QUOTED TEXT.

Robert Earl Hughes (December 15, 1930 – October 11, 2012) was an American water polo player and breaststroke swimmer who competed in the 1952 and 1956 Summer Olympics.

He was born in Lennox, California.  He attended the University of Southern California (USC), where he swam for the USC Trojans swimming and diving team in National Collegiate Athletic Association (NCAA) competition.

Hughes was a member of the U.S. water polo team which finished fourth in the 1952 tournament.  He played in all nine matches for the U.S. team.

Four years later he finished fifth with the American team the water polo tournament at the 1956 Summer Olympics in Melbourne, Australia.  He played five matches.  He also participated in the 200-meter breaststroke, but did not advance beyond the preliminary heats.

In 1976, he was inducted into the USA Water Polo Hall of Fame.

STORED DATA.
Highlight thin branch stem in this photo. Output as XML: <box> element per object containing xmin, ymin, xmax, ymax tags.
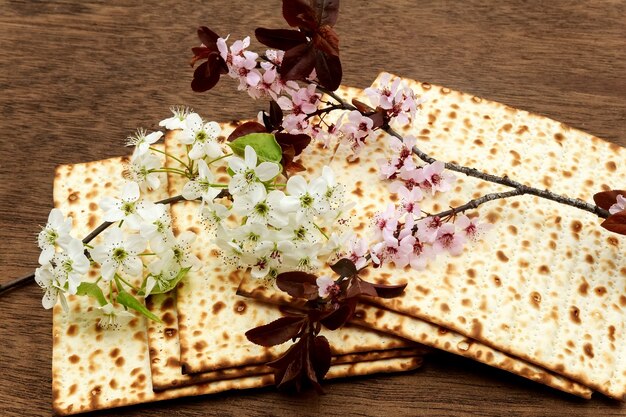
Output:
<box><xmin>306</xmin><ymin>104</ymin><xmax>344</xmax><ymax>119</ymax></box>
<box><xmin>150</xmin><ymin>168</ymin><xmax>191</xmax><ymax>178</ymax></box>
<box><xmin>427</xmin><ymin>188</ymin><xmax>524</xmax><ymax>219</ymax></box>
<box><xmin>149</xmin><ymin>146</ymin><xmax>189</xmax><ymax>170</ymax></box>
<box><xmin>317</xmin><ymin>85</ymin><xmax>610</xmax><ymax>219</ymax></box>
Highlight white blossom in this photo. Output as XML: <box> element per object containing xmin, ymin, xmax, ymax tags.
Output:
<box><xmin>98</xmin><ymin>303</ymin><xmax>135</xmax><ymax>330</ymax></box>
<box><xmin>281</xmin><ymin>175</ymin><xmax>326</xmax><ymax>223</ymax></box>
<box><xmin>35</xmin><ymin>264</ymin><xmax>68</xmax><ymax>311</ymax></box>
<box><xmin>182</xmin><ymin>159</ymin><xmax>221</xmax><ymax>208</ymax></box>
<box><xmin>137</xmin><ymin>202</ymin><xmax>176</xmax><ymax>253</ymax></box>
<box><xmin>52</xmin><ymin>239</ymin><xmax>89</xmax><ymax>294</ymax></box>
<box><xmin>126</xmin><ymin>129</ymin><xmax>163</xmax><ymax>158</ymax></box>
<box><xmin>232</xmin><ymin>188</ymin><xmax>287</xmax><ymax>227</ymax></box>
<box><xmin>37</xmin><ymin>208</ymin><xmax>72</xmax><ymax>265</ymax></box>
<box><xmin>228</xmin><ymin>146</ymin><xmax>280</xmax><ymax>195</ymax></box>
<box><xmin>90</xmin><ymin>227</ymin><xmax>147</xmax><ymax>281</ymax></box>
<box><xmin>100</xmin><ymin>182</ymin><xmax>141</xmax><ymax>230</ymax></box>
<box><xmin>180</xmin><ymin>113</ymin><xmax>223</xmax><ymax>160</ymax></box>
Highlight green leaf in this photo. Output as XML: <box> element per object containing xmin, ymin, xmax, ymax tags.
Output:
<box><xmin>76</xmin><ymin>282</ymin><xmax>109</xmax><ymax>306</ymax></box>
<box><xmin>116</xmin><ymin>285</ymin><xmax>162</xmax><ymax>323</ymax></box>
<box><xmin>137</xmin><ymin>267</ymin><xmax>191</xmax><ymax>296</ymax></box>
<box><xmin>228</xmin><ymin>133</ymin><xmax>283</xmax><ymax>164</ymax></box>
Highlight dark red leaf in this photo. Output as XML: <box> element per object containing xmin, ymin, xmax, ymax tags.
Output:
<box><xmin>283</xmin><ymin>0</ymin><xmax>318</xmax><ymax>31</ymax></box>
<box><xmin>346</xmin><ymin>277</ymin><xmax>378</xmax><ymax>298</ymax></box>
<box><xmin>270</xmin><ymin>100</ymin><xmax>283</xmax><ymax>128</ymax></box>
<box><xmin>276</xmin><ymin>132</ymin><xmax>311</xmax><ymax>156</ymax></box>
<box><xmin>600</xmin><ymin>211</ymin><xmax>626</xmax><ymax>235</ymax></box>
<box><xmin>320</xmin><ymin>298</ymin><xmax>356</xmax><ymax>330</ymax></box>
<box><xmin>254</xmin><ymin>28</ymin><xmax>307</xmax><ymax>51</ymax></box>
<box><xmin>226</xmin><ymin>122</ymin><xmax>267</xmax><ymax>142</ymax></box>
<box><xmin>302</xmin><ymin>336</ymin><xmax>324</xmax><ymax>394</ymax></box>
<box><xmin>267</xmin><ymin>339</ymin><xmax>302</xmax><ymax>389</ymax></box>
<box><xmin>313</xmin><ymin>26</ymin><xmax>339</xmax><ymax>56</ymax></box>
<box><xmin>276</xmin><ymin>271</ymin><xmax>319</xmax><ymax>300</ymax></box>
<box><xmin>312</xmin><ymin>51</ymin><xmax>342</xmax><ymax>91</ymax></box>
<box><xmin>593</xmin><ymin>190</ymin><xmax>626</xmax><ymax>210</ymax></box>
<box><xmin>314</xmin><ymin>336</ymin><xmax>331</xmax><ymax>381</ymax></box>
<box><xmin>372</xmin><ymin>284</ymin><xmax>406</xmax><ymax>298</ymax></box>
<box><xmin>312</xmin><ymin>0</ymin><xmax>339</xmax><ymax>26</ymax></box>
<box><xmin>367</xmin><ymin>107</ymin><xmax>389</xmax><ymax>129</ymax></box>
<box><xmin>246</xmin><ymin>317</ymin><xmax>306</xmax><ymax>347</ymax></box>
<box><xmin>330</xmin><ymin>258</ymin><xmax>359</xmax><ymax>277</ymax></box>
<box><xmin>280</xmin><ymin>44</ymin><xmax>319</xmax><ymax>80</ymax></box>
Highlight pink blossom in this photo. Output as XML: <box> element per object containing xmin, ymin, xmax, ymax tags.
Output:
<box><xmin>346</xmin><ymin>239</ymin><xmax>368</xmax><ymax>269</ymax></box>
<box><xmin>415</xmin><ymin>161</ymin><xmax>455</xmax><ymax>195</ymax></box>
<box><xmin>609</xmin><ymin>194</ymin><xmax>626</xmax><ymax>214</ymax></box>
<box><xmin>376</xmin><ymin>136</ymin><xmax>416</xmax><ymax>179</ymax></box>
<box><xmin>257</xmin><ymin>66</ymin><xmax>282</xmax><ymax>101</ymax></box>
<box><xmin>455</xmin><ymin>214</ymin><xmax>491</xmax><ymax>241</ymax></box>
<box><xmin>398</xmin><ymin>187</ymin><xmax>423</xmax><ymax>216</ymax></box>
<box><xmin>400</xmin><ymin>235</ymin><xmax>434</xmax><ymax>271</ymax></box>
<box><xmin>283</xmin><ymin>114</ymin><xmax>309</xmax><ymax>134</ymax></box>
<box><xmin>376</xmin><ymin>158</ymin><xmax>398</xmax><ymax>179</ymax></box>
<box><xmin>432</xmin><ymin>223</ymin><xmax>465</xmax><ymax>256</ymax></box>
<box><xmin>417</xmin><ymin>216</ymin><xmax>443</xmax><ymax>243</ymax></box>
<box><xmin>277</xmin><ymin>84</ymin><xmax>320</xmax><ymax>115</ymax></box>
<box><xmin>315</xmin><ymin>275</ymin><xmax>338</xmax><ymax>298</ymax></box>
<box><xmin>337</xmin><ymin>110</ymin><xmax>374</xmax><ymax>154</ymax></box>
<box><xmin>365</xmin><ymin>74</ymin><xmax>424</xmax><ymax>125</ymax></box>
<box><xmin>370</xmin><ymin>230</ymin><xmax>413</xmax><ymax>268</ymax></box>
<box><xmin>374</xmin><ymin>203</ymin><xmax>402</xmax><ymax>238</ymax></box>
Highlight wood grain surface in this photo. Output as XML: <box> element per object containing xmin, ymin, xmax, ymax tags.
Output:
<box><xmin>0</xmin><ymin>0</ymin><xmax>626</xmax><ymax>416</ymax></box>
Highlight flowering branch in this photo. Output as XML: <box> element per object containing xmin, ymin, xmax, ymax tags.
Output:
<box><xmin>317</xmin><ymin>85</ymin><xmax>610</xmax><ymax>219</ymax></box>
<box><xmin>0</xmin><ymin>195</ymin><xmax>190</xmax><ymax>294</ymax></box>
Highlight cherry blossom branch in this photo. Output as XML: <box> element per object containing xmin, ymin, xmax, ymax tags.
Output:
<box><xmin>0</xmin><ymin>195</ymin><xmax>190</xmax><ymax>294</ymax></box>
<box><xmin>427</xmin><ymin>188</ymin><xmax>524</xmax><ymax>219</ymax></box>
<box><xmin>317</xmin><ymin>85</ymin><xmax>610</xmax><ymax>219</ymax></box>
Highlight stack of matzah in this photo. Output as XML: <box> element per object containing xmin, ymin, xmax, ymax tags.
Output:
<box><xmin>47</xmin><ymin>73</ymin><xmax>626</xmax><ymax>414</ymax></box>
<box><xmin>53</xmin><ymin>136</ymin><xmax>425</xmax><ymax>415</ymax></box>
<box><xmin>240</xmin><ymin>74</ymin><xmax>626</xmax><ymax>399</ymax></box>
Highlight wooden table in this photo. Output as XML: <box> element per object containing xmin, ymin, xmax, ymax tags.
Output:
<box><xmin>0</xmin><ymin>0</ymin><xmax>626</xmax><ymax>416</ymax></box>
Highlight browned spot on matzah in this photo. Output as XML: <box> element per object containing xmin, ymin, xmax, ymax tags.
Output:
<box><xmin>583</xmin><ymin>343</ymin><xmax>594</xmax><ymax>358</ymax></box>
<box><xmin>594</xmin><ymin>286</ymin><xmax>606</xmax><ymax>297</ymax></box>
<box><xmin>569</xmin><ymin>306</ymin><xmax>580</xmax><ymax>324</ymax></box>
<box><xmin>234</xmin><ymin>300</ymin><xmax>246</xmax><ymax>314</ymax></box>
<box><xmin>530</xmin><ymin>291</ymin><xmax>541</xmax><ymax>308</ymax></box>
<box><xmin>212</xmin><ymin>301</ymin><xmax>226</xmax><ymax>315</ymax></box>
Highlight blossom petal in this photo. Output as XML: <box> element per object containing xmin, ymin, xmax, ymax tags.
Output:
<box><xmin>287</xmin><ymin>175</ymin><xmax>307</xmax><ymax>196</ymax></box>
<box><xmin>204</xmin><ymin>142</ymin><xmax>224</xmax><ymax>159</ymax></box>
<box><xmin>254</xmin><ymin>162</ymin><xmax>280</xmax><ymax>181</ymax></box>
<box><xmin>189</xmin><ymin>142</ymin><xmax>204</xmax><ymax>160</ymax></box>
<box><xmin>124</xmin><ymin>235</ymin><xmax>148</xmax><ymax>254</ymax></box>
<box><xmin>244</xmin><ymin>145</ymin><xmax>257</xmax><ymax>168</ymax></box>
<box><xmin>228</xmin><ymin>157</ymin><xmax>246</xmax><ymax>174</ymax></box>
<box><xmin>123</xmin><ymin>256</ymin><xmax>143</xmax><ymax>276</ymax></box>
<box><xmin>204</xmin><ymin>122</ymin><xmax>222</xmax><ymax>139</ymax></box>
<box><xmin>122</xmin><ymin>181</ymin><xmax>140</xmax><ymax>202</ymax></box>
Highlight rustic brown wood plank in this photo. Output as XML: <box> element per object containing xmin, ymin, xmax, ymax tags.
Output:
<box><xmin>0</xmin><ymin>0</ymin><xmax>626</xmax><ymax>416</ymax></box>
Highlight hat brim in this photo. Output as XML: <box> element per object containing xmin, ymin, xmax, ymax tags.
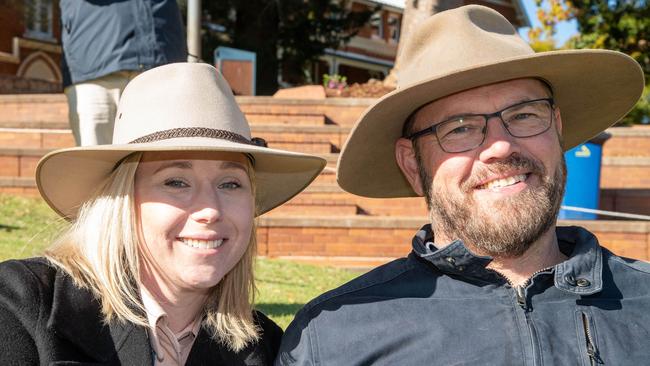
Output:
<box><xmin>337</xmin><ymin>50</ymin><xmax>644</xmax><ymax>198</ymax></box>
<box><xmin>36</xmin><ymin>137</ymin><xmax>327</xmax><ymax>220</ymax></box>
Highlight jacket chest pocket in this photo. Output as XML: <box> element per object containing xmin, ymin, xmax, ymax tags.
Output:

==

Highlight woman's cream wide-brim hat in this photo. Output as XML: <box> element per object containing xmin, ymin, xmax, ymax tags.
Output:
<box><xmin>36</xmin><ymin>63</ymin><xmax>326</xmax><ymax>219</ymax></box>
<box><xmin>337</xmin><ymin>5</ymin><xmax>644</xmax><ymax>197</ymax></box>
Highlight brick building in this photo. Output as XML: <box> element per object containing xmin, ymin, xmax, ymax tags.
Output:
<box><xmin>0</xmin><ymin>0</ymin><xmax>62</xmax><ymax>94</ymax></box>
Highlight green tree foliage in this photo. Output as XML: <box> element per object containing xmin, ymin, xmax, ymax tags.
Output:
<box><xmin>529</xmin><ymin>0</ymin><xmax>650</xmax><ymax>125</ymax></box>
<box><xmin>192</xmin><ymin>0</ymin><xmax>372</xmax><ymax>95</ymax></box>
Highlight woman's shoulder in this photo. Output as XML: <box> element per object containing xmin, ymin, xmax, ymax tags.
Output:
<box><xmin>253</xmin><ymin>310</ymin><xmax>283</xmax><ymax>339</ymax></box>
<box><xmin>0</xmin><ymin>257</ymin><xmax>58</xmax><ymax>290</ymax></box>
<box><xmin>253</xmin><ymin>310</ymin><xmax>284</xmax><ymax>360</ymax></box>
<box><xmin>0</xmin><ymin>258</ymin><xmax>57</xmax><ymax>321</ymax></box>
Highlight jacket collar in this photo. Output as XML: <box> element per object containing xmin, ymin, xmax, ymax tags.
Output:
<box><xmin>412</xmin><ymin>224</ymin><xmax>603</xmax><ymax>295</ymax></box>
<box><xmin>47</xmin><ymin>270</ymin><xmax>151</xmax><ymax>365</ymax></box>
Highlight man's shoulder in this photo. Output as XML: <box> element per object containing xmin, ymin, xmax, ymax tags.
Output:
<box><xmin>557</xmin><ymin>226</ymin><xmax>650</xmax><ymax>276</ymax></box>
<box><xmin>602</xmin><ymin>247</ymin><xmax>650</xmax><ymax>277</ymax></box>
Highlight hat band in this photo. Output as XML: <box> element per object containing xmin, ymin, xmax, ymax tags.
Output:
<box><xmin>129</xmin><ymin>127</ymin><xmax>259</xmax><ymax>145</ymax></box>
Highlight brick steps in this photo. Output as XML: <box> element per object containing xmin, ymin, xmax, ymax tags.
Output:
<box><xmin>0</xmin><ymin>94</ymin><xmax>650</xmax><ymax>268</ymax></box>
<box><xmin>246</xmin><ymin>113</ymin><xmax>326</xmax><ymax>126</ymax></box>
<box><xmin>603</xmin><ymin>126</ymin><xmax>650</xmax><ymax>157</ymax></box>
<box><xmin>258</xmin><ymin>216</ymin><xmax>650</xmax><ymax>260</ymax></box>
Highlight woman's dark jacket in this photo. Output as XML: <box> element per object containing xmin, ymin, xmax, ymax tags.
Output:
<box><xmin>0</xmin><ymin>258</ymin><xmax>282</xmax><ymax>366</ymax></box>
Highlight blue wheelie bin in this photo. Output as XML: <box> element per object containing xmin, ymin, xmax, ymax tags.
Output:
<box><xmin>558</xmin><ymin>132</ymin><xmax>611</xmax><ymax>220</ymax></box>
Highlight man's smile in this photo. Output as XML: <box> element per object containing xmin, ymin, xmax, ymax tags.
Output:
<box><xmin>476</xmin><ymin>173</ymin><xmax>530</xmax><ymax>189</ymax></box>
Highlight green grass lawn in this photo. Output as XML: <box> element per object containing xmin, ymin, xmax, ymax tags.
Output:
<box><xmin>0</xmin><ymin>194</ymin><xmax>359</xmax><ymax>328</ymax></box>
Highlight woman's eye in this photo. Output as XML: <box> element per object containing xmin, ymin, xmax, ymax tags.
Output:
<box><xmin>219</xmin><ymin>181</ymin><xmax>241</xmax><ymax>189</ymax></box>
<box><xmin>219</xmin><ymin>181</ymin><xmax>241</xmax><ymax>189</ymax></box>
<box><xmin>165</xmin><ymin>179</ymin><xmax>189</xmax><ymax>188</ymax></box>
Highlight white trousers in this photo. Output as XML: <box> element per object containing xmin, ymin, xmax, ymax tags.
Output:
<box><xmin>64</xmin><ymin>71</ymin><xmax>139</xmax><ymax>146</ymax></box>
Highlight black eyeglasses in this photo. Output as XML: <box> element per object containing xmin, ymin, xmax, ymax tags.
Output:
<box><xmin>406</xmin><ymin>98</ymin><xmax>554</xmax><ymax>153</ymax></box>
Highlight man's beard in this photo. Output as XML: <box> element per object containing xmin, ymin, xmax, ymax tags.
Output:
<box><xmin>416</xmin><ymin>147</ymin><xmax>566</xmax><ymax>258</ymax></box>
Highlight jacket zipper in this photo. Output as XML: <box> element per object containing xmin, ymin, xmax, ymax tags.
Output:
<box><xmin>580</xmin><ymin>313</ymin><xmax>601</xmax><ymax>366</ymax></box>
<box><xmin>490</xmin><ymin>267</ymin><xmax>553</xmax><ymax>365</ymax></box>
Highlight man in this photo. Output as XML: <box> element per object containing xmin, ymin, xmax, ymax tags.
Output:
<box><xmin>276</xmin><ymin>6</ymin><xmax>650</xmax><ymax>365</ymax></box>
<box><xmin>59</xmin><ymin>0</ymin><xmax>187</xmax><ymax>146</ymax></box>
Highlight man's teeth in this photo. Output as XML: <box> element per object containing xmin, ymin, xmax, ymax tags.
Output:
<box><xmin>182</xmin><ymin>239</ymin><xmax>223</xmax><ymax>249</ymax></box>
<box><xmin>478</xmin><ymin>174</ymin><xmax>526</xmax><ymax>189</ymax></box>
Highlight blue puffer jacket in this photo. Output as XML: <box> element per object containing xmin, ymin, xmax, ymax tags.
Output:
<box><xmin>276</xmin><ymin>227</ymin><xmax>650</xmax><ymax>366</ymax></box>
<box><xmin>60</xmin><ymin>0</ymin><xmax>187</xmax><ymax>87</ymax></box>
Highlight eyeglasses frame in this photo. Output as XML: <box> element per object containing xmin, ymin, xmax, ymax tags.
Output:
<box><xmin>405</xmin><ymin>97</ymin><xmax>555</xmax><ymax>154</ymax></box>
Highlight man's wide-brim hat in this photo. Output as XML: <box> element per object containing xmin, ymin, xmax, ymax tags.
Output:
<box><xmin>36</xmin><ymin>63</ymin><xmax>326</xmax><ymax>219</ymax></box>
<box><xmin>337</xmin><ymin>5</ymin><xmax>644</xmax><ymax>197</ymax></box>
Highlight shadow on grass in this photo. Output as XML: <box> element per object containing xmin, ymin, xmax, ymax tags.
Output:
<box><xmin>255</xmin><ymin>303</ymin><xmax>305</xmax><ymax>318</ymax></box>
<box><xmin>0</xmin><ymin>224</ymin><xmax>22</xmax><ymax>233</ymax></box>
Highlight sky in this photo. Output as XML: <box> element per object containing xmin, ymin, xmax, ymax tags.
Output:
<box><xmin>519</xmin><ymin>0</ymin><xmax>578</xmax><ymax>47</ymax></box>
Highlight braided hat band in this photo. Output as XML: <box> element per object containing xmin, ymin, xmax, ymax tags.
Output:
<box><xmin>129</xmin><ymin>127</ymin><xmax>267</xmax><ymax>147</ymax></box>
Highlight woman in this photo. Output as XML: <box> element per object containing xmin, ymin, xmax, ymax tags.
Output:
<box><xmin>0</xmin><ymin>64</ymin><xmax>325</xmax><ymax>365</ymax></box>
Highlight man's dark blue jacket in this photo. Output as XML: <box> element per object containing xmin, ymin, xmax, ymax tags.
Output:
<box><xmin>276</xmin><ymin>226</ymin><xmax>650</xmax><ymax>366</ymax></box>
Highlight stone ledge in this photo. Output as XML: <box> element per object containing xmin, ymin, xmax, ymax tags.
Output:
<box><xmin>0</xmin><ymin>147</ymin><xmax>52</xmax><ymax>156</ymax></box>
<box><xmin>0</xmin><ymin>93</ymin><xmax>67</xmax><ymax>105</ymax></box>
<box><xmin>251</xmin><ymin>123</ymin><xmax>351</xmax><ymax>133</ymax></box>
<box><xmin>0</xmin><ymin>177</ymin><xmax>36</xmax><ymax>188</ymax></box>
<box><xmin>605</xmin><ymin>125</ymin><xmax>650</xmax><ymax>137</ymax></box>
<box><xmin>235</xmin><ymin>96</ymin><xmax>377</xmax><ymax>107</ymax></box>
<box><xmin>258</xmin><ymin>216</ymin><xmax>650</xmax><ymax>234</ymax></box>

DIRECTION 1. Summarize the biography of Robert Earl Hughes in two sentences.
DIRECTION 2. Set down, word for word, the passage of the biography of Robert Earl Hughes from "Robert Earl Hughes" up to and including "Association (NCAA) competition.".
The items play no part in this work.

COMPLETE RESPONSE 1. Robert Earl Hughes was an American water polo player and breaststroke swimmer from Lennox, California, who swam for USC and competed in the 1952 and 1956 Summer Olympics. His U.S. water polo teams finished fourth in 1952 and fifth in 1956, he did not advance past the preliminary heats of the 200-meter breaststroke in 1956, and he was inducted into the USA Water Polo Hall of Fame in 1976.

COMPLETE RESPONSE 2.
Robert Earl Hughes (December 15, 1930 – October 11, 2012) was an American water polo player and breaststroke swimmer who competed in the 1952 and 1956 Summer Olympics.

He was born in Lennox, California.  He attended the University of Southern California (USC), where he swam for the USC Trojans swimming and diving team in National Collegiate Athletic Association (NCAA) competition.